[Source data]
|---|

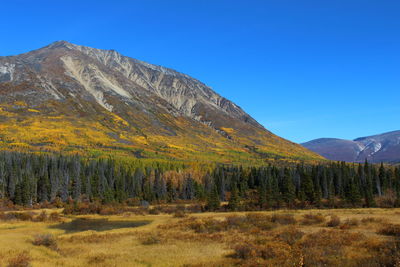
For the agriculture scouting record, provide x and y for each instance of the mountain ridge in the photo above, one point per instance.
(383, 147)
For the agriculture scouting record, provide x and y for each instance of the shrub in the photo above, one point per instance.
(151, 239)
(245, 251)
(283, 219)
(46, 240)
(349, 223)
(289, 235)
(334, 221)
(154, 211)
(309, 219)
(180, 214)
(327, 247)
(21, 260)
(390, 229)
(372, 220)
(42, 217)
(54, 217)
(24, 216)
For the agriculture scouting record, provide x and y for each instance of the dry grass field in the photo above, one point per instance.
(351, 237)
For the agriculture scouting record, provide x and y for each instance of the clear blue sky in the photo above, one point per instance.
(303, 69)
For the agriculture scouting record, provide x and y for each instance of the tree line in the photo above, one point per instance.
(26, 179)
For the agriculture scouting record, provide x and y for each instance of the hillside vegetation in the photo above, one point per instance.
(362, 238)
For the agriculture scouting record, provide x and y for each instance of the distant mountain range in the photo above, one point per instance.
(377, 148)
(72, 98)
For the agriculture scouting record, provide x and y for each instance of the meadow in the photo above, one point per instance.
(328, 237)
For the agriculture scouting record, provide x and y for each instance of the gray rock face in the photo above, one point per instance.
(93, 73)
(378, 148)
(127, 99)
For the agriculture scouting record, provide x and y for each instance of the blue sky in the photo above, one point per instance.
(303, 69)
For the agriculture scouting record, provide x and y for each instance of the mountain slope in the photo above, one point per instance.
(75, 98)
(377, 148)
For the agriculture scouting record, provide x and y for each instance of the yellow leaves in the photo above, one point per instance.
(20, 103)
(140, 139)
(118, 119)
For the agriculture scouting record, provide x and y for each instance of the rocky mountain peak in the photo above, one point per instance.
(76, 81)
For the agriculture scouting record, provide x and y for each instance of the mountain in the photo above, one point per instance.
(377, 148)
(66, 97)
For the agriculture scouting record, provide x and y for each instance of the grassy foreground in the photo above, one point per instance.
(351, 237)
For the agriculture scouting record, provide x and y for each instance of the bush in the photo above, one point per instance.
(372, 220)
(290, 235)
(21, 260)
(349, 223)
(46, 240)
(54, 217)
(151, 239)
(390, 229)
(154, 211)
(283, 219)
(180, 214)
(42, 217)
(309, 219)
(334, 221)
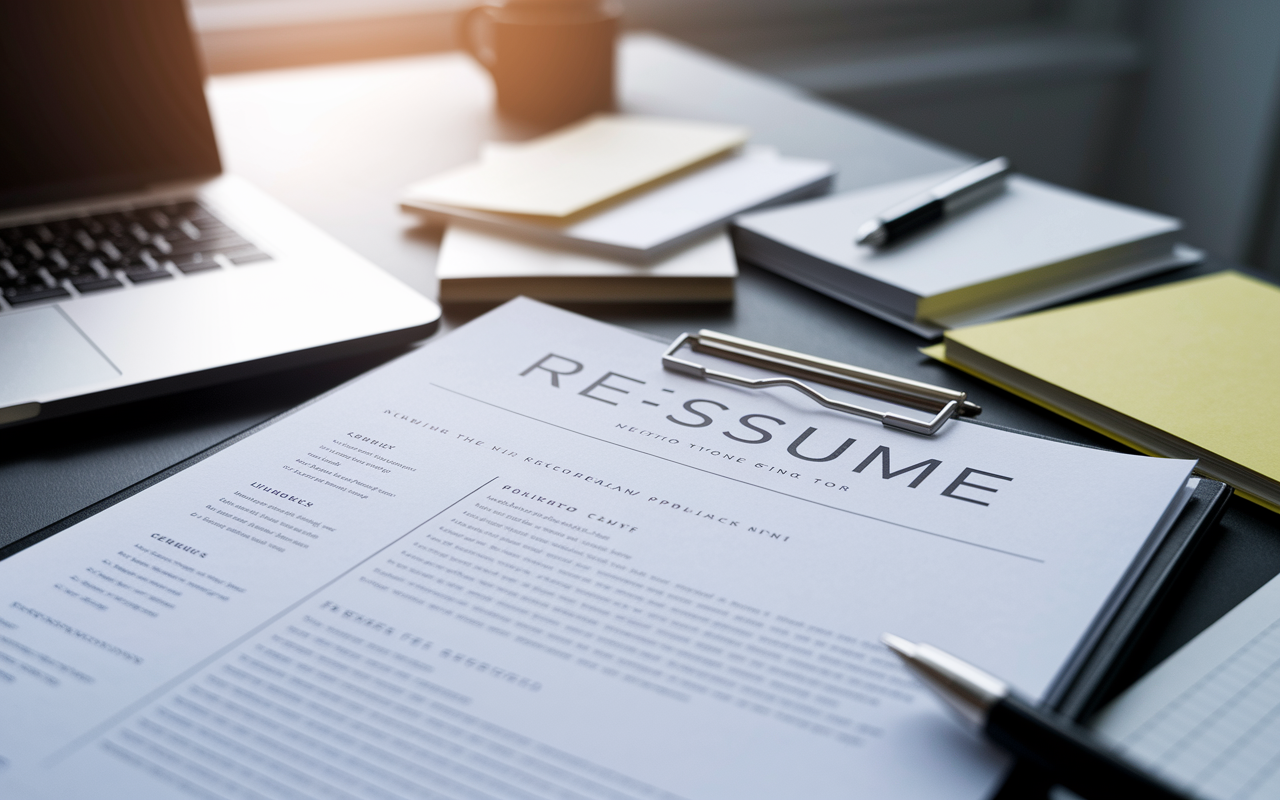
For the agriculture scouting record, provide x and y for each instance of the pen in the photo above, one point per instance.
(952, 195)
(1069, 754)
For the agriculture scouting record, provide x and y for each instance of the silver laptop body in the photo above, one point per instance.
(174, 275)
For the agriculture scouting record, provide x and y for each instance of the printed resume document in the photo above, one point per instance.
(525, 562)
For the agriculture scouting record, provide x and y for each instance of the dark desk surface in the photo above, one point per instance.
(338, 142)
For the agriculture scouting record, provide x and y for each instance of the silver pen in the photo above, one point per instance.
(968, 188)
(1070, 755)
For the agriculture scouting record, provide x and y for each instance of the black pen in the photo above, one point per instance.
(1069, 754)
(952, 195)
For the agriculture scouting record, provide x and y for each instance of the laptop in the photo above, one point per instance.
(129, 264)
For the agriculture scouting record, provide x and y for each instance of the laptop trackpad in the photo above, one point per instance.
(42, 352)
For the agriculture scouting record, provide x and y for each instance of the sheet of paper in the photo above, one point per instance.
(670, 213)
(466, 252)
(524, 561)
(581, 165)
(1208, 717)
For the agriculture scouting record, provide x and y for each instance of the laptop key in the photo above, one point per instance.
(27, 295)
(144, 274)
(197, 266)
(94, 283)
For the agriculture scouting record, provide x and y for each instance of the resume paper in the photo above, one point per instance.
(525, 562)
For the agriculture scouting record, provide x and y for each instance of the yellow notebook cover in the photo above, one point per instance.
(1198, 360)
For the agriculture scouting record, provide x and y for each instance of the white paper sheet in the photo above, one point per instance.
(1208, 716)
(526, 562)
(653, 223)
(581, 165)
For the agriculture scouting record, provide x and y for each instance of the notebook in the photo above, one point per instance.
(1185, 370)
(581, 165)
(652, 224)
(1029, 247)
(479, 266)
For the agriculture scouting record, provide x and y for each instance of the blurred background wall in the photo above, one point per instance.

|---|

*Your assignment*:
Because only the text is wanted, copy each record above precisely and omit its pictures.

*Completed task*:
For the agriculture scouting record, provide x and y for each instance of the mountain ridge in the photo above, one point per instance.
(383, 147)
For the agriculture scouting record, provide x and y for each instance of the shrub in the photo above, one point per instance.
(151, 239)
(245, 251)
(283, 219)
(46, 240)
(349, 223)
(289, 235)
(334, 221)
(154, 211)
(309, 219)
(180, 214)
(327, 247)
(21, 260)
(390, 229)
(372, 220)
(42, 217)
(54, 217)
(24, 216)
For the agriculture scouting record, provide x and y for each instance of the dry grass field in the photo above, one point per instance.
(351, 237)
For the agriculture scouting record, provide x and y for each instance of the clear blue sky in the photo above, one point per instance.
(303, 69)
For the agriculture scouting record, provide x and y for each instance of the tree line in the photo above, one point per instance.
(26, 179)
For the agriculture scouting record, provide x and y for each instance of the hillside vegetation in the photo above, one point per instance.
(362, 238)
For the agriculture scouting record, provide x and y for each instance of the distant mountain range in the photo above, one point per instance.
(377, 148)
(72, 98)
For the agriculture scouting record, provide x and y for each instance of the meadow in the photo above, one point per instance.
(328, 237)
For the agriculture scouting record, provide x and y for each instance of the gray rock face in the photo above, one point per instance.
(93, 73)
(378, 148)
(127, 99)
For the agriculture scouting record, provide x and y for each instance of the blue sky in the photo above, one point per instance.
(303, 69)
For the agriculture scouting record, provide x and y for each instance of the mountain slope in the photo above, one point per instance.
(75, 98)
(377, 148)
For the agriculture scouting record, provide x and y for each instance of the yellow leaves in the photo above, one point per instance.
(20, 103)
(140, 139)
(118, 119)
For the agriculture scouting record, provide x and y for each instance of the rocky mountain peak in the photo above, one point per instance.
(76, 81)
For the agriculture scouting record, provide x and y for each instance of the mountain in the photo above, one point per instance.
(377, 148)
(66, 97)
For the agriculture scouting record, provide x and y for each instance of the grassy foreground in the photo above, one point per instance.
(351, 237)
For the agriculture scouting record, provide x and y for each instance of the bush in the photo above, one point per instance.
(372, 220)
(290, 235)
(21, 260)
(349, 223)
(46, 240)
(54, 217)
(151, 239)
(390, 229)
(154, 211)
(283, 219)
(180, 214)
(42, 217)
(309, 219)
(334, 221)
For the agriculture scouting record, provide x and y for each instance of the pen in the photo above, one point per instance.
(952, 195)
(1069, 754)
For the agriculture scouting record, provide x and y for each instance of the silver laptop body in the photo above, one point per instance.
(174, 275)
For the agriculture scouting record, provide x and y for each instance of the printed resume document in the photo above, one point per instance.
(525, 562)
For the agriculture scouting record, provide x and y for each instance of the dark desk surface in the photo above, one point per instance.
(338, 142)
For the agriculture scouting record, provide x and y for each instance of the silver pen in the photo above, one point per instance.
(968, 188)
(1070, 755)
For the agriculture scouting record, provide x and y for each instance of the black pen in the photo above, one point per instance.
(1069, 754)
(952, 195)
For the agriculture scouting record, provide x and y for each instance of the laptop in the photo above, one point per instance.
(129, 264)
For the agriculture scouting record, provide x and y for each instance of the laptop trackpad in the photo above, one point per instance.
(42, 352)
For the agriculture scouting record, provide x and y for each instance of the sheet of paper in the photo above, one point per instance.
(670, 213)
(466, 252)
(524, 561)
(581, 165)
(1208, 717)
For the agriculture scouting record, provide x and y for each instance of the laptop key in the photo above, one point per instance.
(27, 295)
(144, 274)
(197, 266)
(94, 283)
For the agriculture scouting record, provide x and y for each instance of the resume paper in the photo above, one point per instance.
(525, 562)
For the agriculture scouting record, provide x and y for each instance of the yellow notebook cover in the photo above, one point per instance.
(1198, 360)
For the agriculture scouting record, provide x and y for each instance of the white paper sheet in the photo above, one point per instance.
(1208, 716)
(526, 562)
(653, 223)
(581, 165)
For the agriculture scouting record, provide x and y for each instance of the notebook in the photo above, one point per instance.
(1185, 370)
(581, 165)
(652, 224)
(1029, 247)
(479, 266)
For the agriculture scouting record, provide x and y for each instance of the blurred background wall in the photo above, one point per instance.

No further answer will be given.